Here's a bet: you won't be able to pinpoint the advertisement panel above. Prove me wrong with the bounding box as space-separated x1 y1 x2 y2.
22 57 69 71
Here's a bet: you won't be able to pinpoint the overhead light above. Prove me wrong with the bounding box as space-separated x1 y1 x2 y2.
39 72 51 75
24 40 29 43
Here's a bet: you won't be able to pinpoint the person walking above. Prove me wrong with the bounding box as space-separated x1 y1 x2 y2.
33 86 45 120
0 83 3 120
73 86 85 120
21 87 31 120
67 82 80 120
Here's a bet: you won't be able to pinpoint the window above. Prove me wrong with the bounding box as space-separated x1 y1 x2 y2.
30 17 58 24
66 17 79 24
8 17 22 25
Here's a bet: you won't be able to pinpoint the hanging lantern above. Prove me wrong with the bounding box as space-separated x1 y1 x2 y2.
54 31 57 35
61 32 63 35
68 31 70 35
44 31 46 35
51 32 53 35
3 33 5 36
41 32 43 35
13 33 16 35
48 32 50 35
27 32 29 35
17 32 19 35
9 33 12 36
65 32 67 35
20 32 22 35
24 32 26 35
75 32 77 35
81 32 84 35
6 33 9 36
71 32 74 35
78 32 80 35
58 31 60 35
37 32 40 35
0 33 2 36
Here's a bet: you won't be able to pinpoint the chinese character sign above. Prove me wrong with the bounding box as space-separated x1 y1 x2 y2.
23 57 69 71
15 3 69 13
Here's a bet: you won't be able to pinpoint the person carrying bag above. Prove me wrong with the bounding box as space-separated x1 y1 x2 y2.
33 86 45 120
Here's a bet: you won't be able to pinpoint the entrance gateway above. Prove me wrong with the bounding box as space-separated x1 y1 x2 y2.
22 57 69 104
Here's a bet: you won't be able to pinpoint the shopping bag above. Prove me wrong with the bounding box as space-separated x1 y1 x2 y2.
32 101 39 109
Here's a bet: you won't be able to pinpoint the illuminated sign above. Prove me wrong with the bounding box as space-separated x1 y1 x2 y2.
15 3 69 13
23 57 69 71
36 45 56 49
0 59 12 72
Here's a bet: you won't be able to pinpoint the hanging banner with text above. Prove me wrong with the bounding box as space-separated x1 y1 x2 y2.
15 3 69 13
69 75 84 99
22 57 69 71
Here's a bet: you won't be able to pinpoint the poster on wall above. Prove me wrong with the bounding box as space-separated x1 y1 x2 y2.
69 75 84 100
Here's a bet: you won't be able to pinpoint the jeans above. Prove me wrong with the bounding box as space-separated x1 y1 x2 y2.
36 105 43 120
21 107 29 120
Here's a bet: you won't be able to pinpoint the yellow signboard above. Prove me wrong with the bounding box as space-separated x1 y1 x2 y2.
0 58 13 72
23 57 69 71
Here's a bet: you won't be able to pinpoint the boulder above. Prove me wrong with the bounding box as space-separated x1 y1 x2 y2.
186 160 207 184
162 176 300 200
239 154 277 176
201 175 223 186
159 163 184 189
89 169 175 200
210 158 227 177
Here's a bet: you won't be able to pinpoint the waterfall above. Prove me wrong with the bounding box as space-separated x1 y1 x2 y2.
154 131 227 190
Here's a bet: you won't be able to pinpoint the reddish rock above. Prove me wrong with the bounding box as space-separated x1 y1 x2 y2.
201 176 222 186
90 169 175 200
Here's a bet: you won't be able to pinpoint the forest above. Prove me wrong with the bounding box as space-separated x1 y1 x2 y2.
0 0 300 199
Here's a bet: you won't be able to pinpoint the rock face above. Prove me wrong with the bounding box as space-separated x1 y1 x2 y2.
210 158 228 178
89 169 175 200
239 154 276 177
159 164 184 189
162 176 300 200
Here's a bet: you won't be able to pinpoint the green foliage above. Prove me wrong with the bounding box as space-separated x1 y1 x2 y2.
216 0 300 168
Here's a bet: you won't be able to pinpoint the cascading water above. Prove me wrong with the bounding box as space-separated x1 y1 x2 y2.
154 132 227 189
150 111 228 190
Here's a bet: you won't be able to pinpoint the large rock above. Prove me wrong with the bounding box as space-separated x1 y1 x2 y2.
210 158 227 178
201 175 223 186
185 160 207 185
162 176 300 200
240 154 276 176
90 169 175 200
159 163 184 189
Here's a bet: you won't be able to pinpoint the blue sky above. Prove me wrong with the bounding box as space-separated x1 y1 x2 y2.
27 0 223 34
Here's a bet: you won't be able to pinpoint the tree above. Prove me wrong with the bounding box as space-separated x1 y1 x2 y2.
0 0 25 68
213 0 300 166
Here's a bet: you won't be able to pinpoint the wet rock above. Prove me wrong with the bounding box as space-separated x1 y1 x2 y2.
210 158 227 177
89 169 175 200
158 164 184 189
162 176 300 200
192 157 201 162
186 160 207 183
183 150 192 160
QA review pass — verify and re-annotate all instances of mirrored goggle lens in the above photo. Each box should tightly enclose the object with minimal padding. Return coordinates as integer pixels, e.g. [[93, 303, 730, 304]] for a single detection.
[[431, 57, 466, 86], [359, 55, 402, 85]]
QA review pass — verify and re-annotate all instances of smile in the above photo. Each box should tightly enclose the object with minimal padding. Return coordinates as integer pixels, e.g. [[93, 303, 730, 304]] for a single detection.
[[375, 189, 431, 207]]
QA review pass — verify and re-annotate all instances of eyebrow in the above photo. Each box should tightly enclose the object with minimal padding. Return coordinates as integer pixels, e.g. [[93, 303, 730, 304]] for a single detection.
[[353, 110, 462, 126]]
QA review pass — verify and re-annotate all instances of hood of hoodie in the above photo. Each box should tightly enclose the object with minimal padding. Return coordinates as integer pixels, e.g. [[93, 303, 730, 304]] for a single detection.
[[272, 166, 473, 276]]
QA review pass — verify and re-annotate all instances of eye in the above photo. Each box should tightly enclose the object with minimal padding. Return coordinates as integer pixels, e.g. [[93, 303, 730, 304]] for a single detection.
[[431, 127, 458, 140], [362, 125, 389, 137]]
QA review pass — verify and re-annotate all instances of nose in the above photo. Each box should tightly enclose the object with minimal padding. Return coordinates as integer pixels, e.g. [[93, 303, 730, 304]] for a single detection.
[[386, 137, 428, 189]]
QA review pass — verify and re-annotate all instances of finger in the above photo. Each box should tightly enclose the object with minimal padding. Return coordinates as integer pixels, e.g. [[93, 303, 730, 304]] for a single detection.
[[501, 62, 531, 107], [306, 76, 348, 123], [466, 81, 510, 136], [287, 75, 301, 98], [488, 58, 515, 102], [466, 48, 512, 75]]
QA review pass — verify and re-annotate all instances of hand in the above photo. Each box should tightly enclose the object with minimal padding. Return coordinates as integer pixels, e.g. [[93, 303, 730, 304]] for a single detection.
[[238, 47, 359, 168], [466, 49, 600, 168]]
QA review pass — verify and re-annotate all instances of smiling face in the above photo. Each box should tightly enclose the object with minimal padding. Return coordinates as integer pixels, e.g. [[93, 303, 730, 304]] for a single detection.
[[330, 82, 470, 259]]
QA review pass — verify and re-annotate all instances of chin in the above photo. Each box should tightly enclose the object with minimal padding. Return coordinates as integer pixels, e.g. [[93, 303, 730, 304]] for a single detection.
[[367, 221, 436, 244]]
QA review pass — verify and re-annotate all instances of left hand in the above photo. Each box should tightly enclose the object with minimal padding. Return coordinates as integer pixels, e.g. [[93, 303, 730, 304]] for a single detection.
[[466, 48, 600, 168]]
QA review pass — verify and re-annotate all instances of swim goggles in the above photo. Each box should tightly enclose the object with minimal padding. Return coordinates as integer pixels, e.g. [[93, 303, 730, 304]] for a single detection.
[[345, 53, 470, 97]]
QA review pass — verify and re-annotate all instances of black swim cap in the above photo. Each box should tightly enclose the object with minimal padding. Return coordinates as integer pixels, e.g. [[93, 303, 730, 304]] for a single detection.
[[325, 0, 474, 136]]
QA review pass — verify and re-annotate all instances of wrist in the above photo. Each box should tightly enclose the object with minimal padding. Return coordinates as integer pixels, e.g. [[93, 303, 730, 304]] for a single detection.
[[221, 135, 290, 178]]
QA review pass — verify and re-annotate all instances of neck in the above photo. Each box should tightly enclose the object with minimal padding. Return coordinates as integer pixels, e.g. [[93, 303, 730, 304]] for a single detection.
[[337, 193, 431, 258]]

▸ **Given problem**: Rewrite the records starting at the line containing "QA review pass — verify and re-annotate all instances of black" and ending at the line containing "[[221, 135, 290, 178]]", replacing "minimal padding" with "no extra margin" and leaving everything else unchanged.

▸ **Result**:
QA review pass — verify and re-annotate all instances of black swim cap in the above photo. Each box should tightly enclose the object with no extra margin. Return coordinates as integer pixels, e.g. [[93, 303, 730, 304]] for a single detection.
[[325, 0, 474, 136]]
QA review pass — verify and re-annotate all instances of wrist in the above photo. Each box should tightly enclose the object with no extra margin. Return coordinates as integer pixels, e.g. [[93, 303, 730, 304]] for a single detection.
[[221, 135, 290, 178]]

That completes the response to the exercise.